## AIM OF THE EXERCISE
Reproduce every line of the data below, from its first line up to and including the line with "top-left (531, 349), bottom-right (616, 360)". Offset each coordinate in the answer boxes by adding 110, and leave all other lines unchanged.

•••••

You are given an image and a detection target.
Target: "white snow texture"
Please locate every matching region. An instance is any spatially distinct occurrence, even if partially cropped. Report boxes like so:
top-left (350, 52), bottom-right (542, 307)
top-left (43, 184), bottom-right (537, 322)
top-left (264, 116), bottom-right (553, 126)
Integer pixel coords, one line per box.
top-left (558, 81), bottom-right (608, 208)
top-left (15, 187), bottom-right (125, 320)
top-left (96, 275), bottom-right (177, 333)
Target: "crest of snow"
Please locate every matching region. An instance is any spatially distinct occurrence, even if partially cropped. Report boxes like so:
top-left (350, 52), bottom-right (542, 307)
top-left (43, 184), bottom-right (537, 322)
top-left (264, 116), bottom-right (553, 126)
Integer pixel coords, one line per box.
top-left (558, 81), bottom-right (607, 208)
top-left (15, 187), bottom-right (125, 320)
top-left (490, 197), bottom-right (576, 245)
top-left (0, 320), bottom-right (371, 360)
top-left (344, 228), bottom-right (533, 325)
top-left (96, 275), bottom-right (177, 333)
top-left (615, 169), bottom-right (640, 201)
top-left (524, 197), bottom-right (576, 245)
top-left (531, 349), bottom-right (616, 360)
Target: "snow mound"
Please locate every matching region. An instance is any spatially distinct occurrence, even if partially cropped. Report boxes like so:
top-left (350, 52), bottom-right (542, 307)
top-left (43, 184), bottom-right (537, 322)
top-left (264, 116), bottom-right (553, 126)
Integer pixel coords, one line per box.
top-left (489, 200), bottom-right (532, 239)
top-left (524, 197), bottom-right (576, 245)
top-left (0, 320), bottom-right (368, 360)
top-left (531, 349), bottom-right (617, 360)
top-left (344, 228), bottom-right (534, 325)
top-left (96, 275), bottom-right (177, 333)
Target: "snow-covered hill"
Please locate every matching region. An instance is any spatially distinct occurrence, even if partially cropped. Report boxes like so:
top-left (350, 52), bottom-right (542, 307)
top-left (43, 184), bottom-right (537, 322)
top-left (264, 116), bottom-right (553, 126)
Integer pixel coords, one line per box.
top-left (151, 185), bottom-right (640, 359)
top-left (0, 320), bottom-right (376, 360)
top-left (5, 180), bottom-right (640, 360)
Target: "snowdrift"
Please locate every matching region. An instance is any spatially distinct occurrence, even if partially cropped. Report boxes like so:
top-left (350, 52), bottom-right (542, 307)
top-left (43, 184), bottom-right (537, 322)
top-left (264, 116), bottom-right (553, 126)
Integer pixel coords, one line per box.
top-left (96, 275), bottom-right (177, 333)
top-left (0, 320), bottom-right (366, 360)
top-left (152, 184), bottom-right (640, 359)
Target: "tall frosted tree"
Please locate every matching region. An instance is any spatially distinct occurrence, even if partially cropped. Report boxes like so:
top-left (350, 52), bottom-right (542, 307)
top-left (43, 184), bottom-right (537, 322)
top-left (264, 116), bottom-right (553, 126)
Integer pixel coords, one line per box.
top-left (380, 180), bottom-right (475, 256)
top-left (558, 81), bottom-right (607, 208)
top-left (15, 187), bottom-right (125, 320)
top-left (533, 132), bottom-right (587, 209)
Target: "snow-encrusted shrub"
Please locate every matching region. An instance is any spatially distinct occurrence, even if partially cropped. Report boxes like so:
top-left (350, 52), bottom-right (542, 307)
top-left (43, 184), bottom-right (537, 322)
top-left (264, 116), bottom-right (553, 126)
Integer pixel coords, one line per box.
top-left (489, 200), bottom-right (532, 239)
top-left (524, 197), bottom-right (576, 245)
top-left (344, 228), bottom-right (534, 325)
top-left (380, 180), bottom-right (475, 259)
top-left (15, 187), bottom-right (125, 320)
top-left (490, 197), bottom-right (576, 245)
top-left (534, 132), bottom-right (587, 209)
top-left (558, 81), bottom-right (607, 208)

•••••

## COMPLETE OUTPUT
You are given an image and a detection target.
Target: "white snow texture"
Please locate every matching region. An instance is any spatially distinct occurrence, even if partially cropped. Report boxes like so:
top-left (350, 52), bottom-right (542, 307)
top-left (43, 184), bottom-right (537, 322)
top-left (264, 116), bottom-right (553, 126)
Integer pixel coords, one line per box.
top-left (668, 191), bottom-right (718, 318)
top-left (125, 297), bottom-right (235, 430)
top-left (206, 385), bottom-right (287, 443)
Target: "crest of snow"
Please locate every matching region. An instance is any spatially distinct occurrence, even if partially cropped. Report boxes like so:
top-left (350, 52), bottom-right (542, 307)
top-left (43, 184), bottom-right (537, 322)
top-left (264, 116), bottom-right (553, 126)
Integer pixel coords, one line per box.
top-left (668, 191), bottom-right (717, 318)
top-left (125, 297), bottom-right (235, 430)
top-left (600, 307), bottom-right (686, 355)
top-left (110, 430), bottom-right (481, 470)
top-left (454, 338), bottom-right (643, 435)
top-left (206, 385), bottom-right (287, 443)
top-left (725, 279), bottom-right (750, 311)
top-left (634, 307), bottom-right (686, 355)
top-left (641, 459), bottom-right (726, 470)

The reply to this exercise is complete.